* _BRANO DI TESTO_:
════════════════

Un anno fa, il 9 agosto 2016, l’aviazione dell’Arabia Saudita bombardava l’aeroporto internazionale di Sanaa, in Yemen. L’azione faceva parte di un più vasto attacco alla capitale yemenita, che i sauditi bombardano dal 2015. La città è sotto il controllo del movimento Ansarullah, un insieme di gruppi dominato dai ribelli houthi.

Il giorno dopo il bombardamento, Saleh el Samad, capo del consiglio politico del movimento Ansarullah, aveva dichiarato che ulteriori attacchi sauditi avrebbero provocato una catastrofe. L’aeroporto internazionale di Sanaa era infatti un’essenziale via di salvezza per la popolazione dello Yemen settentrionale. Dall’aeroporto passavano cibo e rifornimenti sanitari. A causa degli attacchi, questo non sarebbe stato più possibile.

════════════════

* _I TUOI COMPITI_:
[1] Aggiorna il brano sull'aeroporto di Sanaa a partire da "Un anno fa, il" e fino a "dai ribelli houthi.", mettendo "colpiva" al posto di "bombardava".
[2] Elenca tutti i nomi di luogo (paesi e città) che compaiono nel brano sull'aeroporto di Sanaa, ciascuno una sola volta.

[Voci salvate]
════════════════

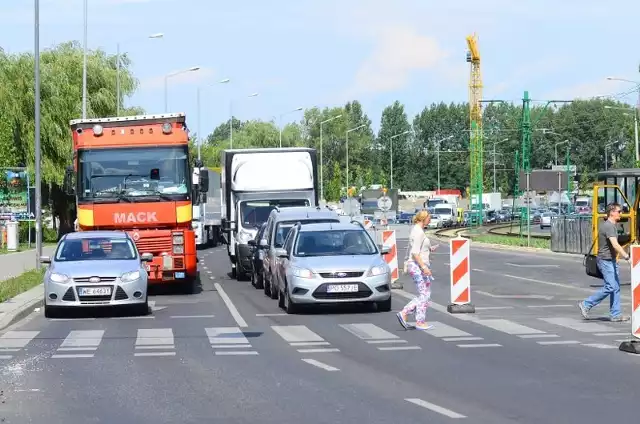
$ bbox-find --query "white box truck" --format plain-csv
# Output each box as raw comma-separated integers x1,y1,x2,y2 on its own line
220,147,318,279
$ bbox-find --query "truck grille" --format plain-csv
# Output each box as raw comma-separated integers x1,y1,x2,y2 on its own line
136,236,173,254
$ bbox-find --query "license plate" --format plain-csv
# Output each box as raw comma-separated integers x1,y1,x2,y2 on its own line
78,287,111,296
327,284,358,293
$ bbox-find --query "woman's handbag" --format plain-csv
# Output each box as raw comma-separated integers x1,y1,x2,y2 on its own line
582,241,603,279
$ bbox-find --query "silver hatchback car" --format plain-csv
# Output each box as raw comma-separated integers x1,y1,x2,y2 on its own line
276,222,391,313
40,231,153,318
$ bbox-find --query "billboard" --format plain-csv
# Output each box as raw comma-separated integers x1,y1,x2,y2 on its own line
0,168,33,221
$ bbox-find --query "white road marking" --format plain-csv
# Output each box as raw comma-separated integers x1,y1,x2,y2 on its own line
289,342,331,346
169,315,215,319
478,319,546,335
527,305,576,308
271,325,325,343
582,343,618,349
378,346,422,350
536,340,580,346
298,348,340,353
538,317,615,333
204,327,250,347
505,262,560,268
405,398,467,418
456,343,502,348
213,283,248,327
0,331,40,350
442,337,484,342
302,358,340,371
474,290,553,300
476,306,513,311
133,352,176,356
215,350,259,356
518,334,560,339
51,353,93,359
425,322,471,337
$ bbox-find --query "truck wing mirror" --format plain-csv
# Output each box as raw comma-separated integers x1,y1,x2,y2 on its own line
62,166,75,196
198,169,209,193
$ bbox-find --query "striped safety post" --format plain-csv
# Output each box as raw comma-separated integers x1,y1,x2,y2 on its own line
382,230,400,283
619,244,640,354
447,237,476,314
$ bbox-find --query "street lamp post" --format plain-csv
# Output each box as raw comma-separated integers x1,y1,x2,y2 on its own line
229,93,259,149
553,140,569,166
604,141,617,171
164,66,200,113
82,0,89,119
280,107,302,148
320,114,342,200
389,130,411,188
34,0,42,269
116,32,164,116
605,77,640,162
345,124,366,195
437,135,453,194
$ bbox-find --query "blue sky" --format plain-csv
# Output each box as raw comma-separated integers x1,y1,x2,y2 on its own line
0,0,640,133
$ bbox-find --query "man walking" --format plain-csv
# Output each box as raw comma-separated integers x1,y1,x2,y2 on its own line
578,203,629,322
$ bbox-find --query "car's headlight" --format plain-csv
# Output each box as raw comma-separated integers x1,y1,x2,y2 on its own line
291,267,313,278
49,272,69,283
238,230,254,244
120,271,140,283
368,265,389,277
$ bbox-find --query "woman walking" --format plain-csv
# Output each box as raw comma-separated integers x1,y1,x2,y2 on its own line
397,210,436,330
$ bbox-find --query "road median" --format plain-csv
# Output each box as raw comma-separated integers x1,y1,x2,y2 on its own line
0,267,45,330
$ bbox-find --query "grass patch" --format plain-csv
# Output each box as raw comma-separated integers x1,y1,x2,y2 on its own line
471,234,551,249
0,267,46,302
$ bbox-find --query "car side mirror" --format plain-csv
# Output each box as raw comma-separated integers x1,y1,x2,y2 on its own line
198,169,209,193
275,248,289,258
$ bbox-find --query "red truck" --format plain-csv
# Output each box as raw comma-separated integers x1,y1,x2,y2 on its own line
64,113,208,292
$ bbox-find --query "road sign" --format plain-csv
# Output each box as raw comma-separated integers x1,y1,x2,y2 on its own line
378,196,393,211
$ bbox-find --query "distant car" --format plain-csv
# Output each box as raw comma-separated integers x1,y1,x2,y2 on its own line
274,222,391,313
40,231,153,318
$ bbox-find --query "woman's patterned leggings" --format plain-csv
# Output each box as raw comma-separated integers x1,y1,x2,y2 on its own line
402,261,432,324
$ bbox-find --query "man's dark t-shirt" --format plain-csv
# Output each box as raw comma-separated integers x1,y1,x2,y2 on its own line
598,220,618,260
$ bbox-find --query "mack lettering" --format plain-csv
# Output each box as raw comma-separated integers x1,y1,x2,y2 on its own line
113,212,158,224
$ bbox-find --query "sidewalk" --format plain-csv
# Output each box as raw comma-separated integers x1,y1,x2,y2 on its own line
0,246,55,284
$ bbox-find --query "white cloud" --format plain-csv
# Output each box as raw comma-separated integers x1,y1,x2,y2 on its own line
348,26,448,97
140,68,216,90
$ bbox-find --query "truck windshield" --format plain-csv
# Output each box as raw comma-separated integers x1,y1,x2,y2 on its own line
78,146,191,201
240,199,309,228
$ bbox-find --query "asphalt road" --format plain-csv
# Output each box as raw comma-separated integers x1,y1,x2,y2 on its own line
0,241,640,424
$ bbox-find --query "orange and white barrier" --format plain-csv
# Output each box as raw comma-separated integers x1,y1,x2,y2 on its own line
382,230,400,283
447,237,475,313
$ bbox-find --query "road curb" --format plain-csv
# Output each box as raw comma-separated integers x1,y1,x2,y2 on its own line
0,283,44,331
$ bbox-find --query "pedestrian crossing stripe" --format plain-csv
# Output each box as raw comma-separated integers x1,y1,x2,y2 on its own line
0,317,632,360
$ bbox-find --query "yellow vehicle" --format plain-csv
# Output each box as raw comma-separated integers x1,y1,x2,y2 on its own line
591,168,640,254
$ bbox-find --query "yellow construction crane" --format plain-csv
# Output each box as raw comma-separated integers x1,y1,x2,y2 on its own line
467,34,484,225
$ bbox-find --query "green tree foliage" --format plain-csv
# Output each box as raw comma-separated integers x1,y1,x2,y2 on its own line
0,42,141,231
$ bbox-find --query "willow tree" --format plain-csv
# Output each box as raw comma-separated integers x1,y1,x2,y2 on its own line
0,42,142,234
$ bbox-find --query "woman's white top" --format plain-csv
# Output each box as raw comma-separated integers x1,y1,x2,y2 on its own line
405,224,431,266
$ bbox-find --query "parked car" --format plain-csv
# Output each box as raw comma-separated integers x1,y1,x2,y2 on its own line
40,231,153,318
257,206,341,299
273,222,391,313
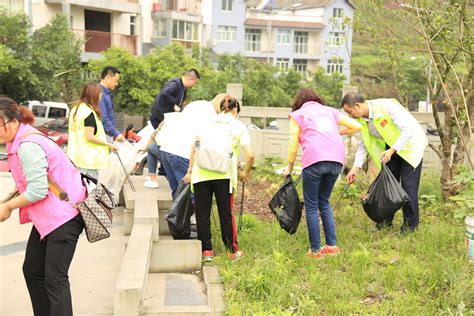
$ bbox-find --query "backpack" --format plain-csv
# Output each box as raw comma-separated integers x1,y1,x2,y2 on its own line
196,119,234,173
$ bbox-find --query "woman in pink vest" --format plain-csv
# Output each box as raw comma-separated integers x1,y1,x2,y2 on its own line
0,98,86,315
284,89,361,259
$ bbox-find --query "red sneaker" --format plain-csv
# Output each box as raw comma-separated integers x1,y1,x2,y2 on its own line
306,249,323,259
321,245,341,256
202,250,214,262
227,250,245,261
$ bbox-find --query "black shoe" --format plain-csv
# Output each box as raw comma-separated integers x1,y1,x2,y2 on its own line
400,224,418,235
375,222,393,230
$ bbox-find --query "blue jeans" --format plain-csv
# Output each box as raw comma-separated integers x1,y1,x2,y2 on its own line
303,161,342,251
146,142,160,174
160,151,189,200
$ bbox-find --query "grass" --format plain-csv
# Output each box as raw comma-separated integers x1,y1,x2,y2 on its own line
212,169,474,315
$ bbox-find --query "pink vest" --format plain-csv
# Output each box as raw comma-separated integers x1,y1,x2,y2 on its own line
290,102,344,168
7,124,86,239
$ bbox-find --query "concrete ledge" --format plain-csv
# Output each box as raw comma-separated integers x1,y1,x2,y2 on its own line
123,208,170,236
123,208,135,236
159,209,170,236
122,176,172,210
114,224,153,316
133,195,159,241
149,236,201,273
202,266,225,314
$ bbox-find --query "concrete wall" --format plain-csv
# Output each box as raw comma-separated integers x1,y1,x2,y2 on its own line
212,0,246,54
239,106,444,170
321,0,354,82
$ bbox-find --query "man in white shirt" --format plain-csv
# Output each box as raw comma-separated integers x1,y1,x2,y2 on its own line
342,92,428,233
157,95,223,199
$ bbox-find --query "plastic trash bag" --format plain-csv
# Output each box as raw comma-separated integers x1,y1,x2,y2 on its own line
99,142,137,196
165,181,193,239
268,175,303,235
362,163,410,223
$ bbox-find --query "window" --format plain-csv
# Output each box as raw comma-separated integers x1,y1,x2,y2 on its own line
222,0,234,11
332,8,344,19
173,20,198,41
327,58,344,74
245,29,262,52
293,59,308,73
48,107,66,118
277,29,291,44
276,58,290,71
217,26,237,42
0,0,24,12
130,15,137,35
153,19,166,37
294,32,308,54
328,32,344,46
31,105,46,117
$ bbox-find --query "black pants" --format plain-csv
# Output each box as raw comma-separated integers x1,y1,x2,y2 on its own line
194,179,238,253
386,154,423,229
23,215,84,316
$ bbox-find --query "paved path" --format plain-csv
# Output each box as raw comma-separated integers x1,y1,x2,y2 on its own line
0,173,128,316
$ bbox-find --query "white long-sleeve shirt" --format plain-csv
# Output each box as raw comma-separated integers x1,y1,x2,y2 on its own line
354,101,413,168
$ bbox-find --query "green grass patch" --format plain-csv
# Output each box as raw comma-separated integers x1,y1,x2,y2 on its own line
212,174,474,315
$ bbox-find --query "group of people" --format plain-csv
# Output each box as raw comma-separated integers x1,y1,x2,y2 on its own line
0,62,427,315
0,67,125,315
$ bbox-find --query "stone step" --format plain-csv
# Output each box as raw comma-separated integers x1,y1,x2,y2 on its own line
149,235,201,273
114,224,153,316
123,209,170,236
97,266,225,316
122,176,172,210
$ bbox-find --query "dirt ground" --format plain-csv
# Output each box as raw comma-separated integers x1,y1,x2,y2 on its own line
234,180,278,221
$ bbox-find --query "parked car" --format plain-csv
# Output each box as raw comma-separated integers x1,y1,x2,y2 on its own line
24,101,69,126
0,153,10,172
133,121,155,175
35,117,69,151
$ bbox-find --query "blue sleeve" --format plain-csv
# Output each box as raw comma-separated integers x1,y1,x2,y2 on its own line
18,142,48,202
100,94,120,138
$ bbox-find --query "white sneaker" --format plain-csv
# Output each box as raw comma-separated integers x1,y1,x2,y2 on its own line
143,180,160,189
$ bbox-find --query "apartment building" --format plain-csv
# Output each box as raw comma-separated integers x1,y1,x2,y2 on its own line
206,0,355,80
0,0,142,62
141,0,203,53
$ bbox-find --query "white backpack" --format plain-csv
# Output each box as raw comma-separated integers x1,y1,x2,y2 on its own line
196,119,234,173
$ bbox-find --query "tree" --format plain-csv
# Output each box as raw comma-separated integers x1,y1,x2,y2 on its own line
356,0,474,198
89,44,197,116
31,14,83,103
309,67,345,108
0,10,83,102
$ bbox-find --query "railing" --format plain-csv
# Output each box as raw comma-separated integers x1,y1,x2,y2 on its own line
73,30,138,55
152,0,201,15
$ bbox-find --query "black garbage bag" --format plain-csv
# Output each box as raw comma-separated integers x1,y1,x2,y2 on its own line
165,181,193,239
362,163,410,223
268,175,303,235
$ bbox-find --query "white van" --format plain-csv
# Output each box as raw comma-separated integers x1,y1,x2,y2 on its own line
26,101,69,126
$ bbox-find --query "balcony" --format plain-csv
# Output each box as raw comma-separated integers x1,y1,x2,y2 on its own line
45,0,141,14
151,0,201,15
73,30,138,55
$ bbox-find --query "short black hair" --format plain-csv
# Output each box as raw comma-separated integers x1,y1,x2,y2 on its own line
341,92,365,107
100,66,120,79
184,68,201,79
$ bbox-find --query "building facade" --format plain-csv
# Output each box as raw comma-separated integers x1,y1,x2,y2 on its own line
206,0,355,80
141,0,202,53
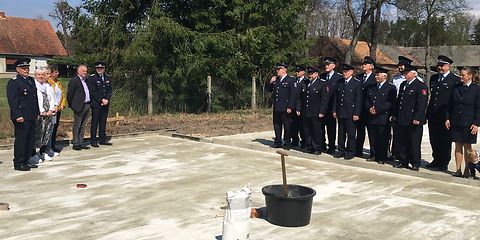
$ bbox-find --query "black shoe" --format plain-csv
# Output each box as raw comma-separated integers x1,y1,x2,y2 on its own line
13,164,30,172
52,148,62,153
393,162,408,168
283,143,292,150
325,148,335,154
27,163,38,168
313,151,322,155
468,163,477,179
452,169,463,177
425,160,439,169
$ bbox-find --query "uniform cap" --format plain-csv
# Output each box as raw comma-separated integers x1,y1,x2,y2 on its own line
437,55,453,65
295,65,305,72
15,58,30,67
275,63,288,69
323,57,336,64
403,64,417,72
375,66,388,74
93,61,106,68
342,63,355,71
307,66,319,73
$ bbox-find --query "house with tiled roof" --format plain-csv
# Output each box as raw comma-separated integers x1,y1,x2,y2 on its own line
309,36,480,73
0,12,68,78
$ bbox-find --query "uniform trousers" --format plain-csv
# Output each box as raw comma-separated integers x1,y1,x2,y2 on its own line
355,114,375,156
13,120,35,165
369,125,390,162
338,118,357,157
72,103,90,146
290,111,305,145
90,106,108,142
302,116,326,152
273,111,292,145
50,112,62,150
396,125,423,167
428,118,452,167
322,112,337,149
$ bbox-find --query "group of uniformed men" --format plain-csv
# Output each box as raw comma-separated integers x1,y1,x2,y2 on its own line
267,55,460,171
7,58,112,171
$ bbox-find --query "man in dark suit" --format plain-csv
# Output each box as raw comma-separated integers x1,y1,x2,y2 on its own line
320,57,343,154
427,55,460,171
7,58,40,171
67,65,90,150
391,64,428,171
333,64,363,160
355,56,376,159
365,67,397,164
267,64,297,149
296,66,333,155
290,66,309,147
87,61,112,147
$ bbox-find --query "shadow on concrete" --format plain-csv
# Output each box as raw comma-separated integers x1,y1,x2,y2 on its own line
252,138,273,146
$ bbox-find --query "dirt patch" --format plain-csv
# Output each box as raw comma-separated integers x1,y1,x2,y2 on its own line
0,110,273,145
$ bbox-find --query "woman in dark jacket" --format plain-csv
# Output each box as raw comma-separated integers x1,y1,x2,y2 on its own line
445,67,480,177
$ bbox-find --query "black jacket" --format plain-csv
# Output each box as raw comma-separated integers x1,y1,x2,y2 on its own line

════════════════

* _RISULTATI PER COMPITO_:
[1]
Un anno fa, il 9 agosto 2016, l’aviazione dell’Arabia Saudita colpiva l’aeroporto internazionale di Sanaa, in Yemen. L’azione faceva parte di un più vasto attacco alla capitale yemenita, che i sauditi bombardano dal 2015. La città è sotto il controllo del movimento Ansarullah, un insieme di gruppi dominato dai ribelli houthi.

[2]
- Arabia Saudita
- Sanaa
- Yemen